### [What is needed]
In the records below, find the line containing "the bride figurine" and repeat it and every line after it exactly, without pictures.

Excerpts of pointing data
+-------+
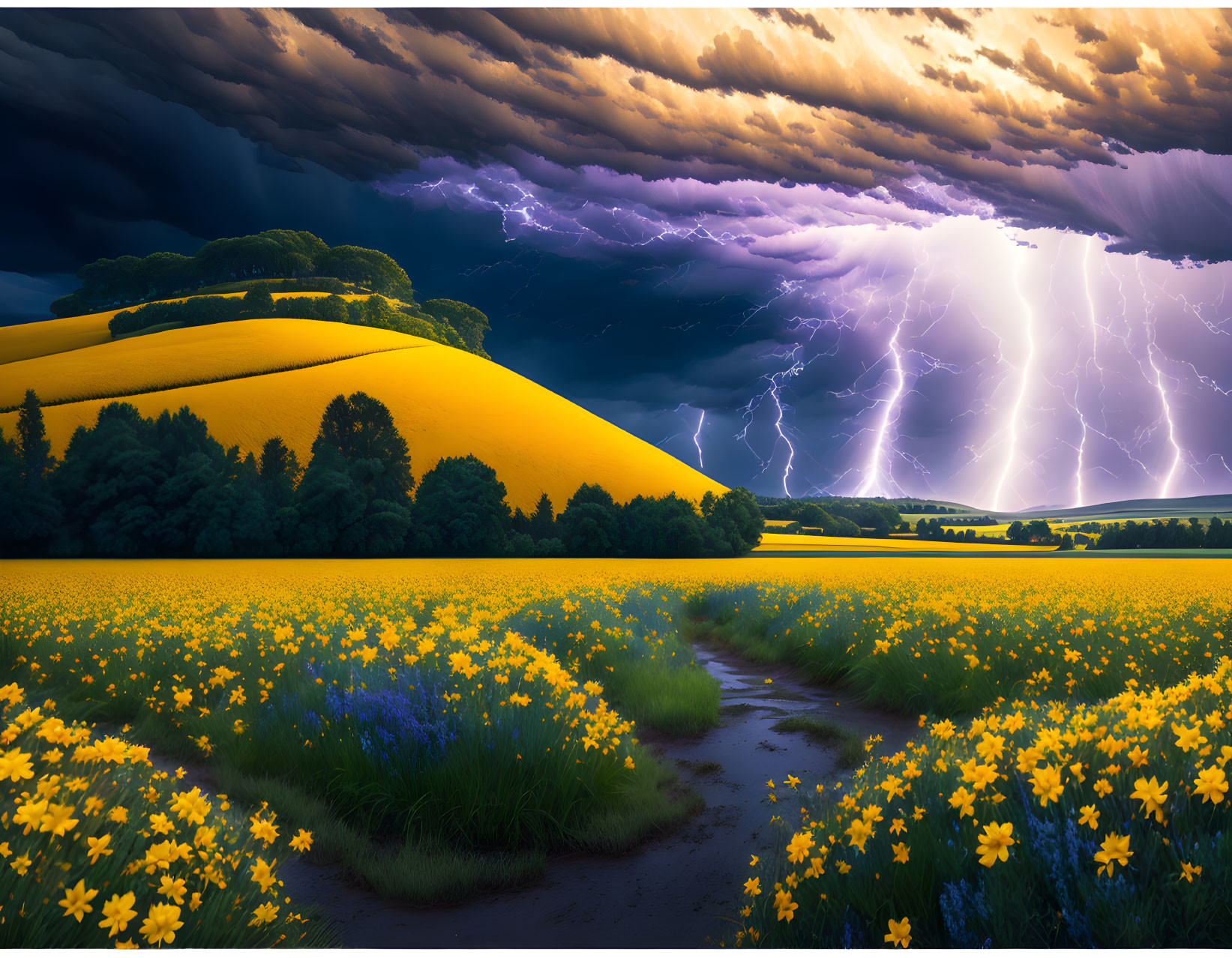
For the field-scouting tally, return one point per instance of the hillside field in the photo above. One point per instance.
(444, 402)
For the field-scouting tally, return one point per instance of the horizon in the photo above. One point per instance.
(949, 262)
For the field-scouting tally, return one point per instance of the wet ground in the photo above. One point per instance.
(678, 891)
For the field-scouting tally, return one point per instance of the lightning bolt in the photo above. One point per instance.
(1021, 258)
(1153, 350)
(701, 419)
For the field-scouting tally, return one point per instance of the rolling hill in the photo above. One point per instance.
(254, 379)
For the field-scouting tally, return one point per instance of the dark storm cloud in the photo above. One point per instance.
(697, 94)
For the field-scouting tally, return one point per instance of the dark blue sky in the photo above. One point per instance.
(983, 259)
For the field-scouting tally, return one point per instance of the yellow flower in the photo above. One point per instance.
(785, 906)
(1046, 783)
(1114, 850)
(799, 846)
(264, 914)
(15, 765)
(964, 801)
(262, 875)
(76, 899)
(302, 841)
(1211, 785)
(900, 933)
(57, 820)
(264, 830)
(190, 806)
(172, 888)
(859, 831)
(1153, 795)
(160, 924)
(99, 846)
(1189, 738)
(117, 913)
(994, 843)
(160, 824)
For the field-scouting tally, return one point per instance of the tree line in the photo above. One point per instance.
(1171, 534)
(848, 517)
(442, 320)
(134, 486)
(275, 253)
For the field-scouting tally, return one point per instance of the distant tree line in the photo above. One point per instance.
(275, 253)
(835, 516)
(442, 320)
(1171, 534)
(134, 486)
(1036, 532)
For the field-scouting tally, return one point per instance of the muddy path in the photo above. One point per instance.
(679, 891)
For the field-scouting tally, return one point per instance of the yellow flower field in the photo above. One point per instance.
(1092, 772)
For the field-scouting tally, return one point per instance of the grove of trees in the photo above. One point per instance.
(272, 254)
(258, 303)
(134, 486)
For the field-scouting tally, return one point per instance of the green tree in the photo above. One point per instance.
(735, 519)
(38, 510)
(461, 509)
(355, 494)
(590, 522)
(469, 323)
(542, 525)
(259, 302)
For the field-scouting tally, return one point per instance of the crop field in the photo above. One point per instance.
(419, 385)
(184, 356)
(787, 542)
(1073, 733)
(51, 337)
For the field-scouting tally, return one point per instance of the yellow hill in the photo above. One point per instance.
(74, 333)
(190, 356)
(445, 402)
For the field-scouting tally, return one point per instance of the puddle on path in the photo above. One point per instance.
(672, 893)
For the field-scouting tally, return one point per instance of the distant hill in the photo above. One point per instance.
(1183, 507)
(275, 254)
(260, 379)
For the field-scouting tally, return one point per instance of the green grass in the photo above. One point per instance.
(824, 732)
(679, 701)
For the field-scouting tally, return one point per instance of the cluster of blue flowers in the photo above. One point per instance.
(400, 723)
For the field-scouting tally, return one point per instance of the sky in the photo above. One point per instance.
(971, 255)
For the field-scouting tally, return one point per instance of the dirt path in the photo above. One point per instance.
(674, 892)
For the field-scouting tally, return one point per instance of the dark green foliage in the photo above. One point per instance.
(835, 516)
(590, 522)
(134, 486)
(461, 509)
(259, 302)
(542, 521)
(931, 528)
(355, 495)
(735, 521)
(469, 323)
(658, 528)
(272, 254)
(37, 513)
(1171, 534)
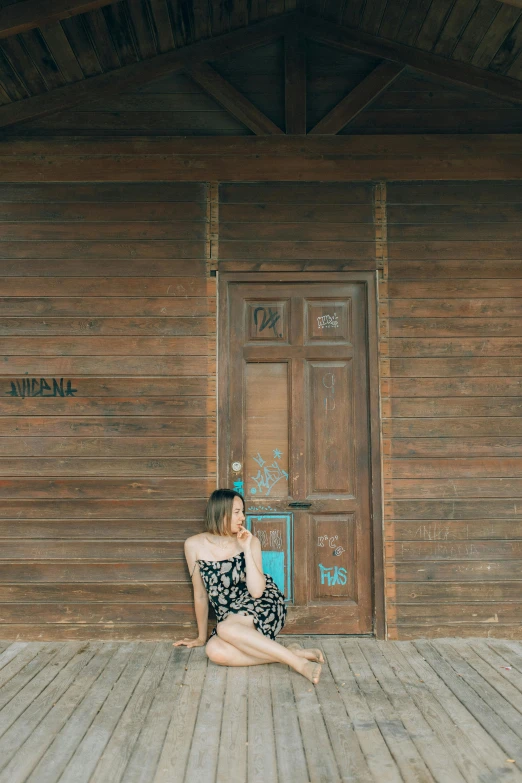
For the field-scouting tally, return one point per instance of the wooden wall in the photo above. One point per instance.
(452, 405)
(296, 226)
(105, 472)
(108, 407)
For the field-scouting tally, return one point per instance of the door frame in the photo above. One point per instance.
(369, 279)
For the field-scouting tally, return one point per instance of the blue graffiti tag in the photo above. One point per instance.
(332, 575)
(267, 475)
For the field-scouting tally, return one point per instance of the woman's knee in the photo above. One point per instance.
(216, 651)
(226, 630)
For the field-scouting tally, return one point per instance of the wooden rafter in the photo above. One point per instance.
(181, 59)
(19, 17)
(358, 98)
(263, 158)
(433, 64)
(232, 100)
(295, 82)
(140, 73)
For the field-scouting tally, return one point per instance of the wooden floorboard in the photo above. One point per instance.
(448, 711)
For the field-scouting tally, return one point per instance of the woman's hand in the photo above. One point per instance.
(244, 538)
(190, 642)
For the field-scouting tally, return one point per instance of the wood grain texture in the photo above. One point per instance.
(156, 422)
(451, 477)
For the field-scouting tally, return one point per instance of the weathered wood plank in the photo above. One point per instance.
(63, 746)
(289, 744)
(50, 708)
(117, 752)
(378, 757)
(176, 747)
(232, 754)
(79, 446)
(350, 759)
(482, 711)
(261, 756)
(431, 749)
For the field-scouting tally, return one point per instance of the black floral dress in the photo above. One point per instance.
(225, 581)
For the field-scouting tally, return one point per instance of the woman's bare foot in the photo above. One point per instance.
(310, 653)
(312, 671)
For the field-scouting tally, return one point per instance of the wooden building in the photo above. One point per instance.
(269, 245)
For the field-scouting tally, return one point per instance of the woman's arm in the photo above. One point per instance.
(200, 599)
(251, 546)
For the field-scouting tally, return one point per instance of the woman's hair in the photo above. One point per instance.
(218, 513)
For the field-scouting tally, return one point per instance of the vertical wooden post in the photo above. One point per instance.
(212, 234)
(381, 253)
(295, 82)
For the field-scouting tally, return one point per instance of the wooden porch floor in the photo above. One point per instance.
(445, 710)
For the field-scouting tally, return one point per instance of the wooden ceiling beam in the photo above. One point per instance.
(358, 98)
(232, 100)
(28, 14)
(263, 158)
(433, 64)
(136, 74)
(295, 82)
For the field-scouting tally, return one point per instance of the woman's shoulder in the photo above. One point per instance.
(193, 542)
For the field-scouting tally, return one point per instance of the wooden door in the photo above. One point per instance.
(295, 438)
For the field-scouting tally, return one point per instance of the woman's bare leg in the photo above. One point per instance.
(226, 654)
(238, 631)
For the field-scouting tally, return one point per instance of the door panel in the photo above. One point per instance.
(294, 422)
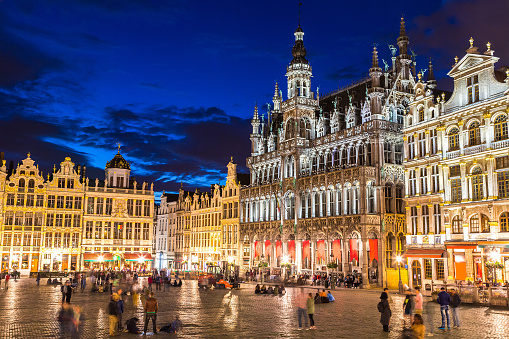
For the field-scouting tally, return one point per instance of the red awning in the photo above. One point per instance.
(137, 256)
(424, 253)
(97, 256)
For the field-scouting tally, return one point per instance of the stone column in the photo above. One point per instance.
(464, 188)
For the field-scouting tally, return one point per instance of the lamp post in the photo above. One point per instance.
(262, 257)
(400, 283)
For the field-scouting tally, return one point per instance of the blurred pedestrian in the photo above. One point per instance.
(444, 299)
(385, 310)
(310, 305)
(151, 307)
(120, 310)
(455, 303)
(418, 301)
(113, 313)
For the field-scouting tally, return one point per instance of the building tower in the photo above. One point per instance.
(404, 58)
(299, 73)
(118, 171)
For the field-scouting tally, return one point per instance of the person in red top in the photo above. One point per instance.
(150, 283)
(7, 277)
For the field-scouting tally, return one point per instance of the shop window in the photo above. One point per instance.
(440, 269)
(428, 271)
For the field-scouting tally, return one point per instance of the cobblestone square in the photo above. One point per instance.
(28, 311)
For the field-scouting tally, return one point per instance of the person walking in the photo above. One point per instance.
(444, 299)
(385, 311)
(7, 277)
(301, 303)
(418, 301)
(310, 306)
(455, 303)
(113, 312)
(150, 283)
(151, 307)
(120, 310)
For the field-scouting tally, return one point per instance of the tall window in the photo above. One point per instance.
(428, 272)
(388, 198)
(422, 144)
(437, 218)
(413, 218)
(503, 184)
(456, 225)
(411, 147)
(413, 182)
(473, 89)
(474, 223)
(388, 250)
(433, 141)
(424, 180)
(435, 187)
(477, 182)
(454, 139)
(439, 265)
(425, 219)
(474, 134)
(456, 190)
(504, 222)
(501, 127)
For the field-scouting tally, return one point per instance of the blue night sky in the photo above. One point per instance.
(175, 82)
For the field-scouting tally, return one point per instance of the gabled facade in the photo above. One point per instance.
(327, 174)
(456, 172)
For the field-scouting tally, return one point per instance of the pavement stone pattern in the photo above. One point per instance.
(29, 311)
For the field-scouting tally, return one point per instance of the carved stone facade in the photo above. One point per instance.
(327, 174)
(457, 174)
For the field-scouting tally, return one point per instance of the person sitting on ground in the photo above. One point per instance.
(177, 325)
(318, 299)
(323, 297)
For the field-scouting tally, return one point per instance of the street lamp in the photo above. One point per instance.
(262, 257)
(399, 259)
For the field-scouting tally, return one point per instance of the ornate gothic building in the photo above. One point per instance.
(326, 172)
(457, 174)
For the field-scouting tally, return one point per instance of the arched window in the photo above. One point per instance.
(474, 223)
(477, 182)
(485, 224)
(454, 141)
(504, 222)
(456, 225)
(501, 127)
(389, 240)
(474, 134)
(290, 129)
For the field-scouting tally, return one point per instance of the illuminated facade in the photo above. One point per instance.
(64, 224)
(118, 220)
(164, 232)
(327, 175)
(457, 174)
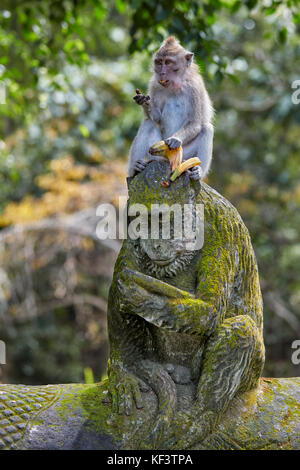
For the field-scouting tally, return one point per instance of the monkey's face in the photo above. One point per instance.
(171, 69)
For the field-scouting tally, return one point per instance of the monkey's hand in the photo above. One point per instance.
(124, 389)
(195, 173)
(141, 99)
(173, 143)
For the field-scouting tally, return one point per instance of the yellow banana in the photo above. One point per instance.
(185, 166)
(174, 156)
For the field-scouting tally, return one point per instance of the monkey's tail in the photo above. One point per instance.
(165, 389)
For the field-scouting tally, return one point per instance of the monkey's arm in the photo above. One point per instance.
(168, 307)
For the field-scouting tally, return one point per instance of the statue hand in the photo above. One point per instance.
(124, 389)
(133, 297)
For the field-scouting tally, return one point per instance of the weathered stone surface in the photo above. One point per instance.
(186, 349)
(75, 417)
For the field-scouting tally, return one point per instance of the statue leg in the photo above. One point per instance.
(232, 363)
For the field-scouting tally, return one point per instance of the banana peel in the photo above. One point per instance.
(174, 157)
(190, 163)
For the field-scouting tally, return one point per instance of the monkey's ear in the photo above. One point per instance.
(189, 58)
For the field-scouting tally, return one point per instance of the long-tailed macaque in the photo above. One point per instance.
(177, 110)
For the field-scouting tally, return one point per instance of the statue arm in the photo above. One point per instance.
(168, 307)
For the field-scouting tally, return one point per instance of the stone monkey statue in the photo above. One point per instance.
(185, 317)
(177, 110)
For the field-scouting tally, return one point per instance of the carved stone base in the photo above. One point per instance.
(79, 416)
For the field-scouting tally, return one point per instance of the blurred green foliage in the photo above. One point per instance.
(71, 68)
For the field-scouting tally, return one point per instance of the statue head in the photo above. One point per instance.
(166, 248)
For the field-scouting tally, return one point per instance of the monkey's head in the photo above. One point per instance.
(171, 64)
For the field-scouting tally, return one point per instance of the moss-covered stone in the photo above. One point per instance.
(186, 349)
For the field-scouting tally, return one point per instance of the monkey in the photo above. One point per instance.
(177, 109)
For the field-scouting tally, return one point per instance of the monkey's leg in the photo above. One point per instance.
(232, 363)
(147, 135)
(201, 147)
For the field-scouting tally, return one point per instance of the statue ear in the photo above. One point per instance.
(189, 58)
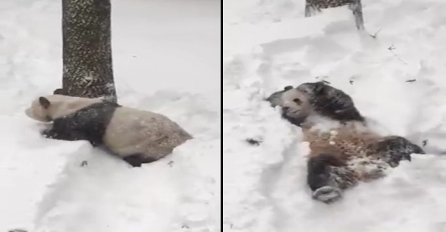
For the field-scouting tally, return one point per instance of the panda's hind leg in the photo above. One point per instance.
(393, 149)
(137, 160)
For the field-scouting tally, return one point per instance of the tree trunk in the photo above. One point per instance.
(87, 57)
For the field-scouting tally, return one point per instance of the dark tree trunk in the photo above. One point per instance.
(312, 7)
(87, 57)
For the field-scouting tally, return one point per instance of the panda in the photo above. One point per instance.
(134, 135)
(343, 150)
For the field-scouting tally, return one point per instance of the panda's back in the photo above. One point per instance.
(131, 131)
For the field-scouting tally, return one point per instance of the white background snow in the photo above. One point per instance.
(166, 56)
(269, 44)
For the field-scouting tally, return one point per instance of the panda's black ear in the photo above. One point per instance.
(44, 102)
(59, 92)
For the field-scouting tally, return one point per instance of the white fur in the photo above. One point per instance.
(129, 132)
(134, 131)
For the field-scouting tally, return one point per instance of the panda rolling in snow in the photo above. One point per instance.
(134, 135)
(343, 150)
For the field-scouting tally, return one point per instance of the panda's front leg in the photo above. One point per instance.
(59, 130)
(49, 133)
(356, 8)
(321, 178)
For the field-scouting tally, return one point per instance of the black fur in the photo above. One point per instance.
(393, 149)
(319, 170)
(88, 123)
(137, 160)
(331, 102)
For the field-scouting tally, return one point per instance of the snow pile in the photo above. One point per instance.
(166, 59)
(396, 80)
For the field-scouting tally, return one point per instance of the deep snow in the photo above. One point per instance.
(268, 44)
(166, 59)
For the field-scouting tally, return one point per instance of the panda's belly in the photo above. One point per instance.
(343, 142)
(133, 132)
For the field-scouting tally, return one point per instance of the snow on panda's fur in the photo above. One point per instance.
(136, 136)
(343, 149)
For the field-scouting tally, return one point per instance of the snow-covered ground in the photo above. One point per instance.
(166, 57)
(396, 79)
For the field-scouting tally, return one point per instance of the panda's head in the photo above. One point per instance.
(48, 108)
(316, 98)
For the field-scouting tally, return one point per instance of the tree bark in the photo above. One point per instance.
(87, 56)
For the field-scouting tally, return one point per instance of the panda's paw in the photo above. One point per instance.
(327, 194)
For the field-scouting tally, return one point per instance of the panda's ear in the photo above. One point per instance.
(288, 87)
(44, 102)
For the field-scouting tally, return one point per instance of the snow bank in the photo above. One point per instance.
(166, 59)
(396, 80)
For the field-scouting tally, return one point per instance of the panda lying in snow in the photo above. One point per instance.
(343, 149)
(134, 135)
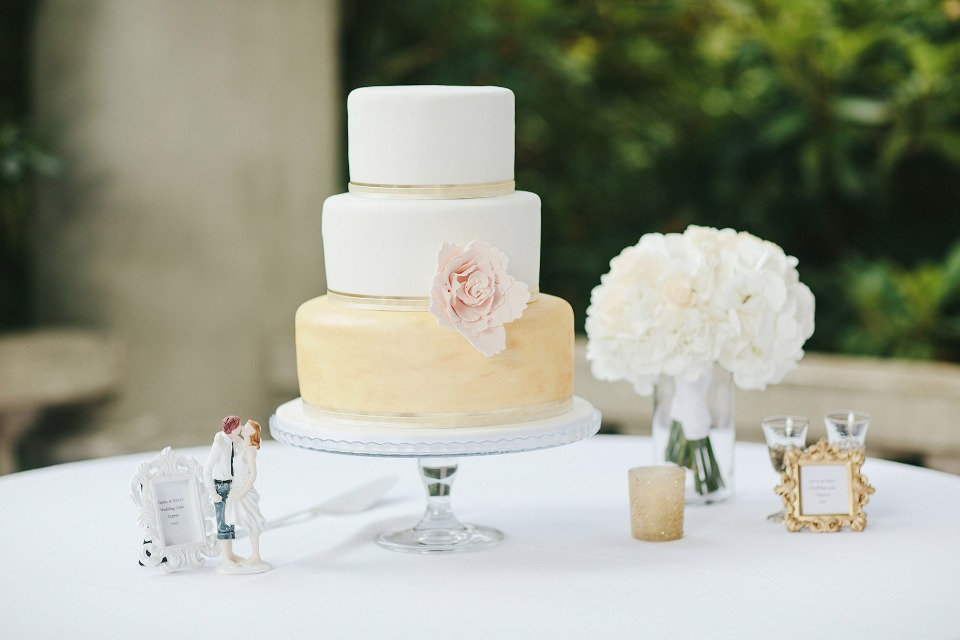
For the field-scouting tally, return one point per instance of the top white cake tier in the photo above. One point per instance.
(430, 135)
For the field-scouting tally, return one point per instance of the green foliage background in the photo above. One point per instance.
(831, 127)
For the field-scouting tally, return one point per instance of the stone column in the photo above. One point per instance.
(199, 140)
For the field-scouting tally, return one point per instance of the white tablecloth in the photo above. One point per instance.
(567, 569)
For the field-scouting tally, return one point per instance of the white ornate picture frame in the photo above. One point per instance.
(823, 490)
(176, 514)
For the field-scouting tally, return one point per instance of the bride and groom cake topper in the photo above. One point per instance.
(229, 475)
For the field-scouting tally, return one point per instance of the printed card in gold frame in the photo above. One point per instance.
(823, 490)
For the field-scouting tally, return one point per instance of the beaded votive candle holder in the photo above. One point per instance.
(656, 503)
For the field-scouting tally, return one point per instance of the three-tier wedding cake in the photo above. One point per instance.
(433, 317)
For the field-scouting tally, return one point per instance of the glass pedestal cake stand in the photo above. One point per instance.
(437, 450)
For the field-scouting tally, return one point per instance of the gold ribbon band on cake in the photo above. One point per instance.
(392, 303)
(432, 191)
(442, 420)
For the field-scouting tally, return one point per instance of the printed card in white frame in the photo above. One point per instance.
(176, 515)
(823, 490)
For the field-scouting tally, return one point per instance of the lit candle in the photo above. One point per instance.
(656, 503)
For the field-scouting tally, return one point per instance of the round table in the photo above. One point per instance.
(568, 567)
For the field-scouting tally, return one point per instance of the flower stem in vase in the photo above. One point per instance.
(696, 455)
(677, 450)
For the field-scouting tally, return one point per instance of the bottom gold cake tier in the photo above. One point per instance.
(401, 367)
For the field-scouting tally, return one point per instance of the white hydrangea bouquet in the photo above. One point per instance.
(680, 304)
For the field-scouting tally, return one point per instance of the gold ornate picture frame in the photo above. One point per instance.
(823, 490)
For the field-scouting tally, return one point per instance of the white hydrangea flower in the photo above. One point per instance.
(675, 304)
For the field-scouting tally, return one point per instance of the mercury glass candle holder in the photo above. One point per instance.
(656, 503)
(847, 429)
(783, 433)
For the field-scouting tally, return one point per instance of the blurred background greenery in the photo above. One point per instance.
(829, 127)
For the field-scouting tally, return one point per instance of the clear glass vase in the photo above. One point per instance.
(694, 427)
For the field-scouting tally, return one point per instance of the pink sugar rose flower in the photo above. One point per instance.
(474, 295)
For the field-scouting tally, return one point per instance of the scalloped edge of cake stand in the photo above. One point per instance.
(292, 425)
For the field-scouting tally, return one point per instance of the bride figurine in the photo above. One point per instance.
(243, 504)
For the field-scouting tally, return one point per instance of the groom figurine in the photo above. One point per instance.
(218, 474)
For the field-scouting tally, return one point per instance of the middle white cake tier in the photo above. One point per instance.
(388, 248)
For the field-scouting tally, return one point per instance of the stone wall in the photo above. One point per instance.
(199, 140)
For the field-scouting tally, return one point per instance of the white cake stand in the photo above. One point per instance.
(439, 531)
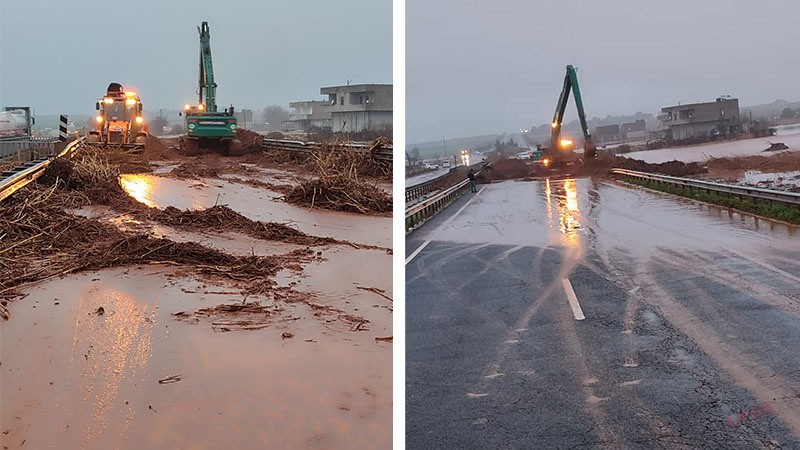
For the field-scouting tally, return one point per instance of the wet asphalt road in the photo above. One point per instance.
(691, 337)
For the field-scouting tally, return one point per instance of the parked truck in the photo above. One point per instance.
(119, 121)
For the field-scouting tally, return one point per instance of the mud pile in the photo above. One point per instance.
(251, 141)
(92, 180)
(156, 150)
(41, 240)
(602, 165)
(341, 193)
(506, 169)
(339, 185)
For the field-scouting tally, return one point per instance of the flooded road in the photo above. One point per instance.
(141, 356)
(585, 313)
(74, 379)
(257, 203)
(697, 153)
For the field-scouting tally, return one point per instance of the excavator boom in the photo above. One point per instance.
(571, 84)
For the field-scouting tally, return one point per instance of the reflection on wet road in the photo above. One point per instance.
(691, 318)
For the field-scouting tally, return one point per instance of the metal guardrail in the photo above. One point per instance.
(790, 198)
(418, 214)
(22, 150)
(13, 180)
(379, 153)
(419, 190)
+-------+
### [Complete output]
For the field-scouting tally, return one point per instance of the bride figurine in the photo above. One point per instance.
(243, 504)
For the field-scouting tally, return one point per instance of the groom figurine in the photo above. One point per instance.
(218, 474)
For the field-scouting tally, return one point per instance of the middle white cake tier in the photo above. One point per instance.
(388, 248)
For the field-scouting tally, return one point per instance of the stone wall in the photo above. One point per instance.
(199, 140)
For the field-scouting tally, return one point per instance of the white cake stand in the photo above. One point per instance.
(439, 531)
For the field-scouting tally, return one point per instance of the wet asphalt road in the photo above. One point per instance.
(691, 337)
For the field-scouting tally, return one point per instance of the parked truck in the photo above. One point per instance.
(119, 121)
For the field-scouting tally, return one point per instance of the mud pile in the photo above. One point per instance.
(251, 141)
(92, 180)
(156, 150)
(41, 240)
(602, 165)
(341, 193)
(506, 169)
(339, 185)
For the field-scouting tally, return one point per instance of the flooded road in the photo above. One point per instance.
(141, 356)
(585, 313)
(74, 379)
(257, 203)
(697, 153)
For the field-scouting tally, return one point per instance of the excavator boom in the photo above. One point per instance.
(571, 84)
For the field-scouting tally, return one point per instance of the reflection on wet road in the photo above. One point per instance.
(691, 318)
For the field-scouting tally, return one point per instance of the metal guardrail in the photo above. One point per instance.
(790, 198)
(418, 214)
(22, 150)
(13, 180)
(379, 153)
(419, 190)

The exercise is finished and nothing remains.